EXCERPT TO READ:
• • • •
How a Dying Coal Plant Sparked New Mexico’s Ambitious Climate Law — and What Other States Can Learn
New Mexico's Energy Transition Act

In 2019, New Mexico achieved something that appeared to be impossible: This poor, bluish-purple, oil-and-gas-heavy state with some of the highest per capita emissions in the country passed a clean energy law more ambitious than almost any other state had achieved. Not only that, it did so with broad bipartisan support.
The Energy Transition Act mandated 100 percent carbon-free electricity by 2045, a target matched only by California, Hawaii and Washington, D.C. Along the way, the act provided targets of 50 percent by 2030 and 80 percent by 2040.
Utilities backed it. Environmental groups called it visionary. Tribal leaders endorsed it, with one declaring it “a gift for our children.” Labor unions signed on. Even many rural legislators, normally wary of sweeping climate legislation, got behind the bill.
What magic could bring all these groups together? It was a dying coal plant.
The San Juan Generating Station, one of the biggest and dirtiest coal plants in the Southwest, had for decades been providing 20 to 25 percent of the electricity for New Mexico’s largest utility, PNM. But sun and wind had gotten so darn cheap that PNM realized it would save money to simply abandon its investment in the plant and shutter its doors. The cost of continuing to dig up coal and shovel it into the furnaces just wasn’t worth it anymore when the sun shone and the wind blew for free.
• • • •
RECORDS SHOWN:
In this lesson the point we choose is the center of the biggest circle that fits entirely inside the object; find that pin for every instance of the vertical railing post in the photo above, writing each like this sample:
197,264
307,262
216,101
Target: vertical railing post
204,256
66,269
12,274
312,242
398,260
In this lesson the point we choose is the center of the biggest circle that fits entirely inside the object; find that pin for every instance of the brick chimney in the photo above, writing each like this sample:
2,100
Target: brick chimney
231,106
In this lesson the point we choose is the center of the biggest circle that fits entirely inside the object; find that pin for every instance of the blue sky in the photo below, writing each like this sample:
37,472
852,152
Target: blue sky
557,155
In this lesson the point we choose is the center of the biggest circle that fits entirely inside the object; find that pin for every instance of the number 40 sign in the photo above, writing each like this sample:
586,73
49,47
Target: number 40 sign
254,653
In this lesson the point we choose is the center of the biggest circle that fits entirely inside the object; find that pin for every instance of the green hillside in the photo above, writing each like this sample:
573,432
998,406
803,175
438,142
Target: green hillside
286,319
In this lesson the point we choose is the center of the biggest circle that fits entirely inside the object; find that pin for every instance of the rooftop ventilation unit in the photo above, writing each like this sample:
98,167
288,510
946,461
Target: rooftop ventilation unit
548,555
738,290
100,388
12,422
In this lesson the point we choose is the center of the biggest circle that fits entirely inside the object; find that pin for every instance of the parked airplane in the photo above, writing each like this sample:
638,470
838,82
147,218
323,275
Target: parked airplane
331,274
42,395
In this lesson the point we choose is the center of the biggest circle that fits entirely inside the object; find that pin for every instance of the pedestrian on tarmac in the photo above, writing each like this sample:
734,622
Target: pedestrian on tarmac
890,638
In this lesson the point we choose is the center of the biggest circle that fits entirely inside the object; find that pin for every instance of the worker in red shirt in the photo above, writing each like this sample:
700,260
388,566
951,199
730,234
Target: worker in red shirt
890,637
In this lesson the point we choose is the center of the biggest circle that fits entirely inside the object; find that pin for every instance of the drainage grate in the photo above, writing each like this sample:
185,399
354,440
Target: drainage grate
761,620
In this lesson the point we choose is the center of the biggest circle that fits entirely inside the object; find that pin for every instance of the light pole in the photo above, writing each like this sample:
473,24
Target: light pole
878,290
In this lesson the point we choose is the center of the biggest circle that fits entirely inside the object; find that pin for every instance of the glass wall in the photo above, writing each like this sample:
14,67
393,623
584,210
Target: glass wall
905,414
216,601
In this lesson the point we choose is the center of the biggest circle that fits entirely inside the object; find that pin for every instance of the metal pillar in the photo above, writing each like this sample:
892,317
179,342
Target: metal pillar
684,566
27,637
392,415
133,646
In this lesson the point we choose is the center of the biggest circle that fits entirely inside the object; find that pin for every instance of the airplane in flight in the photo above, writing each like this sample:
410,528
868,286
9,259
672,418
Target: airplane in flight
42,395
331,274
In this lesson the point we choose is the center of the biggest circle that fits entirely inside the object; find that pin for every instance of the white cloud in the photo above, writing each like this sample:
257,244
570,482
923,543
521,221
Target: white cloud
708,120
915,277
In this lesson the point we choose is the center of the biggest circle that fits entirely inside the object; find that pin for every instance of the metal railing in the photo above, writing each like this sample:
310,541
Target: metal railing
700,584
• • • •
THE PROBLEM: Pick up the New Mexico clean energy article after its last sentence and write the next part. These rows have nothing to do with the piece on New Mexico's clean energy law.

THE RESULT:
The decision to close the plant created a rare opportunity, because everyone — utilities, electricity consumers, environmentalists, labor, local communities — had something to gain from shaping what came next.
PNM was motivated because it had invested $320 million in the San Juan plant that it hadn’t yet gotten back from utility bills. In closing the plant, it would either lose that money or it would continue to charge customers for a plant they were no longer getting electricity from. The first option would cause its shareholders to revolt, and the second would cause its customers to revolt.
Tribal leaders and labor unions, faced with the closing of the plant, wanted support for the workers. Most of the workers at the San Juan plant were Diné (Navajo). They wanted financial assistance, retraining programs, and economic development to bring in new jobs.
Environmentalists wanted bold clean energy targets. And the new governor, Michelle Lujan Grisham, wanted to make good on her campaign promises of climate action.
The closing of the plant was a crisis that created the space for ambition.
At the heart of the Energy Transition Act was a bit of financial alchemy with the awful name of “securitization.” In simple terms, it let PNM recover its stranded $320 million investment in the San Juan coal plant by charging customers — but it did so through low-interest bonds rather than traditional utility rates. Instead of earning PNM’s usual 9.5 percent return, bond investors accepted just two to four percent because the bonds were so safe and “secure.” That single shift meant customers’ bills went down by about $6 to $7 a month.
And the bond package included an extra $40 million to create a fund to help displaced workers — one of the first times a climate law built direct support for communities into its financing.
This turned the dull lead of PNM’s bad investment in the plant into the shining gold of freedom for the utility, lower electricity rates for consumers, support for workers, and bold climate action.
So how well has it worked?
New Mexico is ahead of schedule: A full 50 percent of the electricity generated in the state was renewable in 2024 — well ahead of the 2030 target. That’s a testimony both to the power of the law and to the astonishing drop in the cost of wind and solar — down by a third to a half from 2019.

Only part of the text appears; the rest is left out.